WHAT IS EXPECTED: Starting with the line that contains "pole in the photo above." and going on through the end of the items below, write out every line with its wording unchanged, but multiply each coordinate in the answers by 2.4 and round it to a whole number, with halves rounded up. Return only those lines.

#####

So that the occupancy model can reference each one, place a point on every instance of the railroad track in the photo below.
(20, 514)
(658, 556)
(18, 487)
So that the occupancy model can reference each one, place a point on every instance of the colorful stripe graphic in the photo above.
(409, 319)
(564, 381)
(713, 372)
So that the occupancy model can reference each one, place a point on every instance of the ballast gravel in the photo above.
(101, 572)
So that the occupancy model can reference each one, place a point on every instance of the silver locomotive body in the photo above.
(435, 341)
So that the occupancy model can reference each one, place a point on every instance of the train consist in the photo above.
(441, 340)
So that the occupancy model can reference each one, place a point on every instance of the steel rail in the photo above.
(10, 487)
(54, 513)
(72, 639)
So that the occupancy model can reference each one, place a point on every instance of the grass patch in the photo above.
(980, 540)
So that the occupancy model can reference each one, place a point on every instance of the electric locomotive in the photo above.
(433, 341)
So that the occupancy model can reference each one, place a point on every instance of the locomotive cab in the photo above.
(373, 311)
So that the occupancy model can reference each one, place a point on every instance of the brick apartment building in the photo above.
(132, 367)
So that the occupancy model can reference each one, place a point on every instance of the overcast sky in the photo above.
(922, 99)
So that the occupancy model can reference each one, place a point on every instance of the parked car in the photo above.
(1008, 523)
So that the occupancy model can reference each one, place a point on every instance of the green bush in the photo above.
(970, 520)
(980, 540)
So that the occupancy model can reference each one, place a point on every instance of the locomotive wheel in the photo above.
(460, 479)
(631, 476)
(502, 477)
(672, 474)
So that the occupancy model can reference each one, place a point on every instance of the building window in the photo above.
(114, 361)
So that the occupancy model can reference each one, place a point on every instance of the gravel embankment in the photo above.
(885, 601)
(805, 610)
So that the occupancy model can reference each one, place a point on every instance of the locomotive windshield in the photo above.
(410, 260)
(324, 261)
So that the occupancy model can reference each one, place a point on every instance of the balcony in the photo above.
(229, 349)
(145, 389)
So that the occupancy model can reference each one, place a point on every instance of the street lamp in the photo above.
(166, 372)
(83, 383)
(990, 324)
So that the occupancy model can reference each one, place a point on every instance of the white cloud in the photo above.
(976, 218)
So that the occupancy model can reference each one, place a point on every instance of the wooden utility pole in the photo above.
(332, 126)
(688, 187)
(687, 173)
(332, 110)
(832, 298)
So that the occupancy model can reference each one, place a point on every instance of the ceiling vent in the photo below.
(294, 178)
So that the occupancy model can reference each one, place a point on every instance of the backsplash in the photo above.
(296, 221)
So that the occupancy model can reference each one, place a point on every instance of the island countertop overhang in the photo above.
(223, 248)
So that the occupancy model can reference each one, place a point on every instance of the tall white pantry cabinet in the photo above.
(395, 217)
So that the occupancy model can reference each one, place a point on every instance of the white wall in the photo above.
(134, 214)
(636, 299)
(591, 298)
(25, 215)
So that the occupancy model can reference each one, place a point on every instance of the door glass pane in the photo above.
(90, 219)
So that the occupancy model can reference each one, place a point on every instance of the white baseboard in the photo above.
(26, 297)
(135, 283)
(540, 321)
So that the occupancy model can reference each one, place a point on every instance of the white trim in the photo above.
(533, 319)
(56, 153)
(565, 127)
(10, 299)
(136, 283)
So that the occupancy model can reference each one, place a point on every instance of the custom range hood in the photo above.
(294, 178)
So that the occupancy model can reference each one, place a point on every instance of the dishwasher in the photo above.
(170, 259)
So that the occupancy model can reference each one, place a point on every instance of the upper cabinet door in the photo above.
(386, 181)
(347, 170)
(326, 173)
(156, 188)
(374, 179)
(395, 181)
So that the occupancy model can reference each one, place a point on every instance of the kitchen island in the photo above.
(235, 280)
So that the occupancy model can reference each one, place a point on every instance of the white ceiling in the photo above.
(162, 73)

#####

SOLUTION TO THIS TASK:
So that the occupancy model can reference each one, place a point on every instance of the wooden utility pole in the photo above.
(797, 302)
(1651, 449)
(1649, 415)
(797, 264)
(1997, 715)
So that the occupancy model can reference each one, place a point on every instance of the ceiling vent in the photo below.
(706, 427)
So that the occupancy model can reference each one, place a point on every instance of the backsplash in the photo above.
(710, 530)
So that the occupancy model can reference each one, place a point on every instance of the island countertop overhang in the photo above.
(535, 595)
So that the occupancy model can reference each one, place a point on every instance of the tall white pantry cabinet in the photo above.
(948, 521)
So that the occupancy model can reference each one, place a point on every instance of the white wall in the photo above.
(322, 514)
(1526, 718)
(1418, 715)
(60, 516)
So that the occupancy model can reference each one, place a point on every instance of the door glass pane in the photo above.
(216, 526)
So that the occupancy model can reference each one, place a point on every instance of the white baseboard in the photo above.
(62, 713)
(324, 679)
(1296, 770)
So that the occupancy model can reference each one, place a point on every instance of the white trim in the photo above.
(1279, 766)
(134, 367)
(1356, 305)
(24, 718)
(326, 679)
So that the occupancy model can reference each one, place a point on every instance of the custom range hood in the photo above.
(706, 427)
So that the occupancy model can reference each one, place a point on every instance of the dishwasher in the photo above.
(408, 622)
So that the occupancy model can reference each one, place a point on every instance of the upper cabinet door in the photo above.
(926, 434)
(833, 408)
(782, 415)
(374, 451)
(898, 430)
(948, 434)
So that the occupancy model can reference each one, place a point on every instance of the kitchen island in the photo above.
(564, 672)
So that the occupancy model can reference each one, place a point on every instance of the white ceiling in the photo above.
(389, 175)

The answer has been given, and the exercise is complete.